**Exercise goal:** What's wanted is the full listing, reproduced exactly.

**Data under study:**
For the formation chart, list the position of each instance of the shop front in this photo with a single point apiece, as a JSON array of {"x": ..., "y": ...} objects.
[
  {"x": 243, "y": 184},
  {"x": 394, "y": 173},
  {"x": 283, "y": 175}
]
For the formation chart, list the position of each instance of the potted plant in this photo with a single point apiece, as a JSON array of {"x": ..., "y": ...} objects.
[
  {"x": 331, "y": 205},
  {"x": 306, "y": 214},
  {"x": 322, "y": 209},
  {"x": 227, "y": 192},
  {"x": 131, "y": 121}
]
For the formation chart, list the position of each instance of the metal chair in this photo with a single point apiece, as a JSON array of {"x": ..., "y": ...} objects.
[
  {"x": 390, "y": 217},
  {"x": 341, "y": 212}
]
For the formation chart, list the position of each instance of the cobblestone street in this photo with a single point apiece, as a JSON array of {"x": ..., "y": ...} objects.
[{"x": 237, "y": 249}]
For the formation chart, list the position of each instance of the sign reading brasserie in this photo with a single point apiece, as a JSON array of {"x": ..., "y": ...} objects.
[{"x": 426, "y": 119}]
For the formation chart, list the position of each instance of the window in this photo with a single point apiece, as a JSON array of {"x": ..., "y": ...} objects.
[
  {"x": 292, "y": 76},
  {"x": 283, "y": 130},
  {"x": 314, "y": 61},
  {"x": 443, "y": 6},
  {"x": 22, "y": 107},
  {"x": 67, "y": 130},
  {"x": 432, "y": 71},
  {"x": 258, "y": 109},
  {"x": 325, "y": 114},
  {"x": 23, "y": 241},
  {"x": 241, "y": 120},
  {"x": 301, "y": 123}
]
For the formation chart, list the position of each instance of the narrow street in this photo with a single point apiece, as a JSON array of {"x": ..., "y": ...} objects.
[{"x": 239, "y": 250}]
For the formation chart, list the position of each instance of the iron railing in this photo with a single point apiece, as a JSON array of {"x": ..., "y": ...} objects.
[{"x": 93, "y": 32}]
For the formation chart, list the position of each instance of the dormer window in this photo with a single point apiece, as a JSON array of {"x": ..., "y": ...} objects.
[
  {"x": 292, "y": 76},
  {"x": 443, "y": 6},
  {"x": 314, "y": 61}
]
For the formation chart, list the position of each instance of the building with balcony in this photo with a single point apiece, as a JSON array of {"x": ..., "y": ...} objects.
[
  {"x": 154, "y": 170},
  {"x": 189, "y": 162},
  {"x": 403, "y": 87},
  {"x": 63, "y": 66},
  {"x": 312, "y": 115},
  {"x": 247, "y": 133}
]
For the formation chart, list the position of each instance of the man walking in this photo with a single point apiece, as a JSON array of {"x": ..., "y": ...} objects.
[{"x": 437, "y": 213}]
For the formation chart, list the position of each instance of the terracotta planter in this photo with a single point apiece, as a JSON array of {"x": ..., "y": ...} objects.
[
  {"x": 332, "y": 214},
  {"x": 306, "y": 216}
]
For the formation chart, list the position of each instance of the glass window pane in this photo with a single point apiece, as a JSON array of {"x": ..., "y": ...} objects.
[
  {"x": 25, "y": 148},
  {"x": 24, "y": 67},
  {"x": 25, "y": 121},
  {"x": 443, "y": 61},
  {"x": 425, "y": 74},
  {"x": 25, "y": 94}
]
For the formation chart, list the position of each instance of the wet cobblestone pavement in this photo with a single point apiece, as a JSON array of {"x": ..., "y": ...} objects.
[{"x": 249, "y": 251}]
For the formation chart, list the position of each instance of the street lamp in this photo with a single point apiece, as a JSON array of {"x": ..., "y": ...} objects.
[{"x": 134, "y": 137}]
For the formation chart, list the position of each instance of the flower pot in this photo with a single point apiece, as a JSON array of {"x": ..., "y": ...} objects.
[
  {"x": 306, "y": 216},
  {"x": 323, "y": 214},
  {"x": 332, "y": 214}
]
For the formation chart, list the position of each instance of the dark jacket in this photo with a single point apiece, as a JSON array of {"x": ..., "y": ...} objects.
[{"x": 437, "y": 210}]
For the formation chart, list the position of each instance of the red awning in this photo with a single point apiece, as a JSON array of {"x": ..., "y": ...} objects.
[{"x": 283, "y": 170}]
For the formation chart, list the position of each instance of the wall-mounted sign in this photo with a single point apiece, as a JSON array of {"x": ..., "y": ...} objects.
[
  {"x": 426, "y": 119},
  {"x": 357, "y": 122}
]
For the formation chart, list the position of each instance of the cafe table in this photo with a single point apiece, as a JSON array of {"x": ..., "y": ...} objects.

**Exercise result:**
For the formation chart, list the position of each instance of the shop front in this photo with a single point apiece, as a JSON array of {"x": ..., "y": ...} objects.
[
  {"x": 243, "y": 184},
  {"x": 394, "y": 173},
  {"x": 283, "y": 175}
]
For the formation chart, list the position of each instance of the potted plant in this photo with a single point apiece, as a JSON array of {"x": ..., "y": ...} objects.
[
  {"x": 331, "y": 205},
  {"x": 306, "y": 214},
  {"x": 322, "y": 209},
  {"x": 227, "y": 192},
  {"x": 131, "y": 121}
]
For the formation chart, list the position of each instance of the metal chair in this photo with a single point apiece, as a JSON array of {"x": ..., "y": ...} objects.
[
  {"x": 390, "y": 217},
  {"x": 341, "y": 212}
]
For the formation chart, list the position of each instance of the cobblestone street in this photo with a single point apiece, as a JSON array of {"x": ..., "y": ...} objects.
[{"x": 237, "y": 249}]
For the formation chart, list the position of each instance of the sign reading brasserie in this photo with a single point apiece, as a JSON array of {"x": ..., "y": ...} objects.
[{"x": 426, "y": 119}]
For the formation chart, list the position of each instance of the window in this photo with a single point apiece, as a JSON array of {"x": ..., "y": ...} objects.
[
  {"x": 292, "y": 76},
  {"x": 283, "y": 130},
  {"x": 314, "y": 61},
  {"x": 443, "y": 6},
  {"x": 22, "y": 107},
  {"x": 67, "y": 130},
  {"x": 432, "y": 71},
  {"x": 258, "y": 109},
  {"x": 325, "y": 114},
  {"x": 23, "y": 241},
  {"x": 241, "y": 120},
  {"x": 301, "y": 123}
]
For the formation chart, list the position of each instance of the narrow street in this photo with a single point apiece, as a JSON array of {"x": ..., "y": ...} objects.
[{"x": 239, "y": 250}]
For the formation chart, list the position of each instance of the iron railing in this photo with a single point apiece, as a JSON array of {"x": ..., "y": ...} objects.
[{"x": 93, "y": 32}]
For the formation chart, list the position of each instance of the dormer window in this photo with a single point apiece, as a JSON array of {"x": ..., "y": ...} objects.
[
  {"x": 292, "y": 76},
  {"x": 443, "y": 6},
  {"x": 314, "y": 61}
]
For the formation chart, list the position of each instance of the building with balcony in this photo with a single point apiece, as a JSON array of {"x": ..., "y": ...} objects.
[
  {"x": 154, "y": 170},
  {"x": 189, "y": 162},
  {"x": 403, "y": 87},
  {"x": 63, "y": 66},
  {"x": 312, "y": 115},
  {"x": 247, "y": 133}
]
For the formation chart, list the position of each instance of the man walking in this photo with a single point apiece, as a JSON array of {"x": ..., "y": ...} objects.
[{"x": 437, "y": 213}]
For the formation chart, list the position of each instance of the terracotta planter in this photo with a single point apiece, as a JSON array of {"x": ..., "y": ...} objects.
[
  {"x": 332, "y": 214},
  {"x": 306, "y": 216}
]
For the formation chart, list the position of each instance of the glass window pane in this photo with a single point apiece, as a JSON array of {"x": ..., "y": ...} objects.
[
  {"x": 25, "y": 148},
  {"x": 24, "y": 67},
  {"x": 25, "y": 121},
  {"x": 443, "y": 61},
  {"x": 425, "y": 74},
  {"x": 25, "y": 94}
]
For the formation chart, list the position of each instance of the wet cobblestone pavement in this photo with a single point apiece, as a JSON array of {"x": ..., "y": ...} objects.
[{"x": 249, "y": 251}]
For the formation chart, list the position of each instance of the street lamp in this photo with a single point apiece, as a JSON array of {"x": ..., "y": ...} objects.
[{"x": 134, "y": 137}]
For the formation chart, list the position of each instance of the flower pot in this photo with a single point apiece, as a JSON array of {"x": ..., "y": ...} objects.
[
  {"x": 306, "y": 216},
  {"x": 323, "y": 214},
  {"x": 332, "y": 214}
]
For the formation chart, list the position of each instance of the dark jacket in this photo with a single point apiece, as a JSON array of {"x": ..., "y": ...} objects.
[{"x": 437, "y": 210}]
For the formation chart, list the position of each instance of the red awning in this photo with a single point apiece, as a JSON array of {"x": ..., "y": ...} objects.
[{"x": 283, "y": 170}]
For the formation chart, list the position of each instance of the wall-mounted sign in this photo with a single point apiece, as a JSON array of {"x": ..., "y": ...} objects.
[
  {"x": 426, "y": 119},
  {"x": 357, "y": 122}
]
For the formation chart, list the position of each instance of the cafe table in this photo with a single point apiece, as a JSON array of {"x": ..., "y": ...} objects.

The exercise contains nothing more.